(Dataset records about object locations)
==============================

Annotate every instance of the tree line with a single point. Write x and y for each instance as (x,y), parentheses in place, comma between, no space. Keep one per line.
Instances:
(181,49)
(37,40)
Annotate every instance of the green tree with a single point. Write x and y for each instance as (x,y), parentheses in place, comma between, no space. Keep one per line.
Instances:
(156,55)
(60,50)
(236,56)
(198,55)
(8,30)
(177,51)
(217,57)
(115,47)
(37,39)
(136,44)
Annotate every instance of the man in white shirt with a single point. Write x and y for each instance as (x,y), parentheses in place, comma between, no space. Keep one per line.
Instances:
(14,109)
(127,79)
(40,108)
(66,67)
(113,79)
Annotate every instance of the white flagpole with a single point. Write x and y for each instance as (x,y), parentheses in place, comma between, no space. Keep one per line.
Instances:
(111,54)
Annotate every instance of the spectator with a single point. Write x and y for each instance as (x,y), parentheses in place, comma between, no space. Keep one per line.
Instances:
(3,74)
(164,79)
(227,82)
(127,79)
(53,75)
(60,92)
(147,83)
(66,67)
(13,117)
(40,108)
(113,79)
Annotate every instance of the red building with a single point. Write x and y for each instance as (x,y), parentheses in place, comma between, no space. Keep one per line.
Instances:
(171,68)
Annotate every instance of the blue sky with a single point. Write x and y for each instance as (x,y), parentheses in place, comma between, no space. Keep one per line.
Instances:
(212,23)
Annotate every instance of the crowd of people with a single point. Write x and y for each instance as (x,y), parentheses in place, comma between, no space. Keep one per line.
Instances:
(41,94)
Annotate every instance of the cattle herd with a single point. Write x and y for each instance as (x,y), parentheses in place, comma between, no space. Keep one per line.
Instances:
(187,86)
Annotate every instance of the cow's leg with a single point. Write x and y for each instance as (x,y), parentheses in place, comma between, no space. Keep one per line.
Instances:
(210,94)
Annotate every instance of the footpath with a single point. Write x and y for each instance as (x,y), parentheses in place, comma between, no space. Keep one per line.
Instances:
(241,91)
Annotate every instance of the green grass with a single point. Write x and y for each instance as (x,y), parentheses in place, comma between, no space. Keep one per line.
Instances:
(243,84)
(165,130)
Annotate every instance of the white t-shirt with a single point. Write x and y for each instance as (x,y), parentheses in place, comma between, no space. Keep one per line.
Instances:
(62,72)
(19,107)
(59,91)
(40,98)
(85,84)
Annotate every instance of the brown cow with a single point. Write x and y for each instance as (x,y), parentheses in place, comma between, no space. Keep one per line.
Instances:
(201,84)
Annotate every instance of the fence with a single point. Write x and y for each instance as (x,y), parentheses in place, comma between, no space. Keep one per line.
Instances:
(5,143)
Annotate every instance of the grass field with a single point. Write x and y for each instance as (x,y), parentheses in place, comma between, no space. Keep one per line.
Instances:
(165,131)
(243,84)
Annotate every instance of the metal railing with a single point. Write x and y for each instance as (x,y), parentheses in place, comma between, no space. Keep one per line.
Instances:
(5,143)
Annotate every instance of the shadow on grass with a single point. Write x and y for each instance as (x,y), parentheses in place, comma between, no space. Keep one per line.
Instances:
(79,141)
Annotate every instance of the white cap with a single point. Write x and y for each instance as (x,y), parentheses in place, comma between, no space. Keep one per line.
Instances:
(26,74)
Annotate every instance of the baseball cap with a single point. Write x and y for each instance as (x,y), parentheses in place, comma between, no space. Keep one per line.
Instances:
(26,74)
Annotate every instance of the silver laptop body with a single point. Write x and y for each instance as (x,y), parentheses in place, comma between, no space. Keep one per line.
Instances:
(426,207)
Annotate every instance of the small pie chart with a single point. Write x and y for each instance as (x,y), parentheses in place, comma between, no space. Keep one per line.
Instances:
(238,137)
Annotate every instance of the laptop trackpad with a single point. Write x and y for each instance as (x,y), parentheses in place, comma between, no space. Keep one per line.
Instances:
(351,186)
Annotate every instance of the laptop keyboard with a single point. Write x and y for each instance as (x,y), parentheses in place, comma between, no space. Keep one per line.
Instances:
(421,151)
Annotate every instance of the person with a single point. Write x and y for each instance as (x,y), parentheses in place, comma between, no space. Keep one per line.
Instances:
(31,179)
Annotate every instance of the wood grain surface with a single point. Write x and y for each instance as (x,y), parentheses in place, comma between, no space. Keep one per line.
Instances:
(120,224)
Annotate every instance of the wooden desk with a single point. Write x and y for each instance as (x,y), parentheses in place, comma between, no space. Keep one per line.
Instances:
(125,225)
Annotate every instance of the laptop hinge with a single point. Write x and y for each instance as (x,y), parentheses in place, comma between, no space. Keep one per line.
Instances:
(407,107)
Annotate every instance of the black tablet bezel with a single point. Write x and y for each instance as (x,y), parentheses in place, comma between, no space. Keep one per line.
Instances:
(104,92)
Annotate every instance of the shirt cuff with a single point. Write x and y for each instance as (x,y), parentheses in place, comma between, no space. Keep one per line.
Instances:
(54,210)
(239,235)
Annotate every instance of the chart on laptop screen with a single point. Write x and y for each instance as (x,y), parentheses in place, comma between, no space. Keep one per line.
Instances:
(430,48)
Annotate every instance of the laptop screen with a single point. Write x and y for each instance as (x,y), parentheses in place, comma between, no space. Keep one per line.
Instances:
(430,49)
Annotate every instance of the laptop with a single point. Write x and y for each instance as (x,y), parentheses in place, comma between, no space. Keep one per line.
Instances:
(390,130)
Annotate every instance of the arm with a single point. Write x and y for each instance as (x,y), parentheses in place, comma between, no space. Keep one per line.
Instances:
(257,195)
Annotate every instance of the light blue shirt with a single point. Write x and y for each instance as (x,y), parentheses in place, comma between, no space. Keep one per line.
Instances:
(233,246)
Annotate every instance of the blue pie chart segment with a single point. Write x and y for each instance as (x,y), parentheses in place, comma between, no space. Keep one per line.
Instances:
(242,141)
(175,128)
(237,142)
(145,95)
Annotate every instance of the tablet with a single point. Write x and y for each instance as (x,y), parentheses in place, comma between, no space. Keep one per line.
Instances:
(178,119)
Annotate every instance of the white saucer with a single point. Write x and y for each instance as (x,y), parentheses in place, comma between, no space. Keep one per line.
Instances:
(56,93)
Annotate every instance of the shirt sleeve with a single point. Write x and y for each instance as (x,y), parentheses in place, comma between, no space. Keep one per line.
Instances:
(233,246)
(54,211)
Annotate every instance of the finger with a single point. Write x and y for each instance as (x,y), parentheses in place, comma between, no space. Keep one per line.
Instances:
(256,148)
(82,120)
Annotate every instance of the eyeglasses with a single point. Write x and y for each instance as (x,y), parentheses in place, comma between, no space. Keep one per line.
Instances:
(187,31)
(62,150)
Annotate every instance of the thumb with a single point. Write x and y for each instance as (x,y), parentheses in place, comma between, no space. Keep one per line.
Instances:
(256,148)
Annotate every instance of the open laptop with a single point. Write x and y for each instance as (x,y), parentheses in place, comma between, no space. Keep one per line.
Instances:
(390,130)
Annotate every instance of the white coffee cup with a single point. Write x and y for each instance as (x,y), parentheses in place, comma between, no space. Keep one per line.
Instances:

==============================

- What the task requires
Copy the material above, line for line.

- Full output
Annotate every instance of the tree line with a single point. Write x and y for each instance as (x,y), parentheses in place, comma between, no space. Keep one per line.
Instances:
(181,49)
(37,40)
Annotate every instance of the green tree with a single point. Write x and y for each instance as (x,y), parentheses in place, comma between, no space. Keep one per line.
Instances:
(156,55)
(60,50)
(236,56)
(198,55)
(8,30)
(177,51)
(217,57)
(115,47)
(37,39)
(136,44)
Annotate every instance of the man in white shirt with a single point. Write x and y for each instance as (x,y), parentheses in place, comma between, no space. Keep one per line.
Instances:
(14,109)
(127,79)
(40,108)
(66,67)
(113,79)
Annotate every instance of the white flagpole with a single point. Write x and y for each instance as (x,y), parentheses in place, comma between, no space. Keep one per line.
Instances:
(111,54)
Annotate every instance of the spectator with a single point. Write x and y for each instance as (x,y), parentheses in place, comma between, no space. Keep one per line.
Instances:
(3,74)
(164,79)
(227,82)
(127,79)
(53,75)
(60,92)
(147,83)
(66,67)
(13,117)
(40,108)
(113,79)
Annotate every instance of the red building with a single point. Write x and y for each instance as (x,y), parentheses in place, comma between, no space. Keep one per line.
Instances:
(171,68)
Annotate every instance of the blue sky with a single point. Write x and y for each instance as (x,y), parentheses in place, comma between, no space. Keep one per line.
Instances:
(212,23)
Annotate every instance of the crowd of people with a single point. Write x and y for each instance as (x,y), parentheses in place, comma between, no space. Keep one per line.
Instances:
(41,94)
Annotate every instance of the cattle herd with a single point. Write x and y for each instance as (x,y), parentheses in place, comma between, no space. Keep one per line.
Instances:
(187,86)
Annotate every instance of the cow's leg with a single point. Write x and y for each instance as (x,y), parentheses in place, comma between, no space. Keep one per line.
Instances:
(210,94)
Annotate every instance of the footpath with a single point. Write x and y for each instance as (x,y), parentheses in place, comma between, no space. Keep one per line.
Instances:
(241,91)
Annotate every instance of the green grass with a single point. Write x and y for each instance as (x,y), parentheses in place, comma between, no space. Keep one per line.
Instances:
(243,84)
(165,130)
Annotate every instance of the white t-shirt with a single point. Write x and y for each instance as (x,y), parentheses in place, comma between, no space. Keep one per line.
Instances:
(62,72)
(19,107)
(59,91)
(40,98)
(85,84)
Annotate every instance of the brown cow with a single point. Write x and y for each instance as (x,y), parentheses in place, comma between, no space. Keep one per line.
Instances:
(201,84)
Annotate every instance of the fence with a single point. Write x and y for each instance as (x,y), parentheses in place, comma between, no space. Keep one per line.
Instances:
(5,143)
Annotate every instance of the grass field with a single point. Write x and y for each instance as (x,y), parentheses in place, comma between, no space. Keep one per line.
Instances:
(165,131)
(243,84)
Annotate every instance of the metal railing with a single point. Write x and y for each instance as (x,y), parentheses in place, comma between, no space. Keep one per line.
Instances:
(5,143)
Annotate every instance of the shadow on grass with a single point. Write x and y for each instance as (x,y), parentheses in place, comma between, no space. Keep one per line.
Instances:
(79,141)
Annotate every instance of the white cap with a single point. Write x and y for each instance as (x,y), parentheses in place, comma between, no space. Keep one per line.
Instances:
(26,74)
Annotate every instance of the baseball cap with a single point. Write x and y for each instance as (x,y), parentheses in place, comma between, no space. Keep one per line.
Instances:
(26,74)
Annotate every instance of the silver laptop body with a single point. Write x and y for each instance as (x,y), parentheses in place, comma between, no space. Keep one per line.
Instances:
(426,207)
Annotate every instance of the small pie chart with a single point. Write x and y for each instance as (x,y), parentheses in place, comma between, no space. Keep one per line.
Instances:
(238,137)
Annotate every instance of the laptop trackpad with a single point. Write x and y for each instance as (x,y), parentheses in place, comma between, no space. Keep one per line.
Instances:
(351,186)
Annotate every instance of the laptop keyboard with a single point. Write x and y for each instance as (x,y), parentheses in place, comma between, no space. Keep one per line.
Instances:
(421,151)
Annotate every instance of the person with a single point. Write x and y for each instance as (x,y), parentheses in place, comma between, no space. Keep one per line.
Instances:
(31,179)
Annotate every instance of the wood grain surface with a single point. Write x and y for each instance as (x,y), parentheses in place, comma between, no space. Keep one per line.
Instances:
(120,224)
Annotate every instance of the wooden desk with a single point. Write x and y for each instance as (x,y), parentheses in place, comma between, no space. Keep one per line.
Instances:
(125,225)
Annotate every instance of the laptop hinge with a single point. Write x and y for each instance as (x,y), parentheses in place, comma between, no space. Keep one per line.
Instances:
(407,107)
Annotate every instance of the black tablet bezel with a single point. Write x and y for each instance as (x,y), parentheses in place, comma between, no space. Keep one per line.
Instances:
(104,92)
Annotate every instance of the shirt cuff with a single point. Write x and y for each instance as (x,y), parentheses in place, comma between, no space. Keep one per line.
Instances:
(54,210)
(239,235)
Annotate every instance of the chart on laptop screen with a single point. Write x and y for each instance as (x,y), parentheses in place, comma between, no space. Keep one per line.
Instances:
(430,48)
Annotate every instance of the laptop screen with a single point. Write x and y for each instance as (x,y), parentheses in place, comma between, no space. Keep one per line.
Instances:
(430,49)
Annotate every instance of the laptop with a single point. Write x and y for each instance as (x,y), parentheses in place, comma between, no space. Keep one per line.
Instances:
(390,130)
Annotate every instance of the arm with a single point. Write x and y for each instance as (x,y), parentheses in place, comma between, no space. Keep one per line.
Instances:
(257,195)
Annotate every instance of the light blue shirt with a single point. Write x and y for each instance as (x,y), parentheses in place, comma between, no space. Keep one per line.
Instances:
(233,246)
Annotate every instance of the blue pie chart segment with a single point. Write x and y for each instance as (x,y), parentheses in place, comma between, no space. Keep one per line.
Instances:
(242,141)
(175,128)
(237,142)
(145,95)
Annotate every instance of the tablet with a single point. Write x and y for each instance as (x,y), parentheses in place, comma between, no space. Keep one per line.
Instances:
(178,119)
Annotate every instance of the white saucer with a single point. Write x and y for each instance as (x,y), parentheses in place, comma between, no space. Keep one per line.
Instances:
(56,93)
Annotate every instance of the shirt sleeve with a single point. Write x and y for each instance as (x,y), parentheses in place, comma between, no space. Keep one per line.
Instances:
(233,246)
(54,211)
Annotate every instance of the finger with a single point. Write x and y for each instance as (x,y), parentheses in place, comma between, no space. Keep one per line.
Instances:
(256,148)
(82,120)
Annotate every instance of the eyeglasses with a single point. Write x and y for each instance as (x,y), parentheses in place, comma between, no space. Keep one per line.
Instances:
(187,31)
(62,150)
Annotate every instance of the thumb with a single point. Write x and y for each instance as (x,y), parentheses in place, comma between, no space. Keep one per line.
Instances:
(256,148)
Annotate every instance of the open laptop with a single point. Write x and y for each instance as (x,y), parentheses in place, comma between, no space. Keep one per line.
Instances:
(390,130)
Annotate every instance of the white coffee cup with a single point. Write x and y for each instance as (x,y), parentheses in place, comma between, no space. Keep one per line.
Instances:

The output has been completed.